WHAT THE TASK ASKS
Please extract every one of the records below and reproduce each line verbatim, without changing a single character.

Items drawn from a data source
---

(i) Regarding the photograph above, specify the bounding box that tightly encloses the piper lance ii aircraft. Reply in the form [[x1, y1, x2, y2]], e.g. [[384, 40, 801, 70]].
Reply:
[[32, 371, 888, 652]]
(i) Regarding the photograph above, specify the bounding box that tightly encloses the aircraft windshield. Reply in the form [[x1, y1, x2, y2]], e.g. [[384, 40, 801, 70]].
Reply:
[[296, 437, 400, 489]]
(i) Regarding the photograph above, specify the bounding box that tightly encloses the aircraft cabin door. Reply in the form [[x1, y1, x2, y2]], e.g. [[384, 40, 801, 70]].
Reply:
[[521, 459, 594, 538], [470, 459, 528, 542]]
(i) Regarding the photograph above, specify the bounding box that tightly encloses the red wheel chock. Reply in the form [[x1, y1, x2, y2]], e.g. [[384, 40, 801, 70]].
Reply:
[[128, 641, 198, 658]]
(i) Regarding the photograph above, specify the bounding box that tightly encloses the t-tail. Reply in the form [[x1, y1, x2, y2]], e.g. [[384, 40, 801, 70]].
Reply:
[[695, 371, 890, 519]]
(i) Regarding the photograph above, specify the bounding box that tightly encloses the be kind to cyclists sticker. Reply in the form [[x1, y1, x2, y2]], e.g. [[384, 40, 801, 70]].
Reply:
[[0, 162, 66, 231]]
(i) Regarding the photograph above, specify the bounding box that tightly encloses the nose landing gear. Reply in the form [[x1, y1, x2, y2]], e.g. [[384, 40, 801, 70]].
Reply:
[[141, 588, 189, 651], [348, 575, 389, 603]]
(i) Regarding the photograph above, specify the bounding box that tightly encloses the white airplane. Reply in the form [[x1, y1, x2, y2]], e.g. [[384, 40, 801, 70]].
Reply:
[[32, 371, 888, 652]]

---

RESPONSE BELOW
(i) Regarding the photograph above, specify the bounding box that tightly encloses the piper lance ii aircraft. Reply in the form [[x1, y1, x2, y2]], e.g. [[384, 40, 801, 70]].
Reply:
[[32, 371, 888, 652]]
(i) Regarding the photograph above, specify the bounding box that tightly encloses the aircraft windshield. Reply in the form [[x1, y1, x2, y2]], e.g. [[384, 40, 801, 70]].
Reply:
[[296, 437, 400, 489]]
(i) Regarding the photograph above, specify the bounding box that tightly encloses the aircraft cabin door. Reply in the form [[x1, y1, x2, y2]], e.g. [[384, 40, 801, 70]].
Reply:
[[521, 459, 594, 538], [470, 459, 528, 542]]
(i) Regarding the photograph above, specify the bounding box that tightly encloses the red wheel chock. Reply in the form [[x1, y1, x2, y2]], e.g. [[384, 40, 801, 70]].
Reply:
[[128, 641, 198, 658]]
(i) Regarding the photograph above, specify the bounding box that tightly encloses the t-tail. Reply in the form [[x1, y1, x2, y2]], e.g. [[384, 40, 801, 70]].
Reply:
[[695, 371, 890, 519]]
(i) Regarding the photograph above, specify the bounding box that tightly encloses the be kind to cyclists sticker. Reply in the form [[x1, y1, x2, y2]], e.g. [[384, 40, 801, 70]].
Reply:
[[0, 162, 66, 231]]
(i) Regarding the photograph above, specify the bounding box that tightly encloses the nose landing gear. Reply in the form [[x1, y1, x2, y2]], e.g. [[384, 40, 801, 70]].
Reply:
[[141, 588, 189, 651], [348, 575, 389, 603]]
(i) Regarding the photograph above, specify the bounding box that tightly encloses the white airplane. Reply in the form [[x1, y1, x2, y2]], e.g. [[384, 40, 801, 70]].
Reply:
[[32, 371, 888, 652]]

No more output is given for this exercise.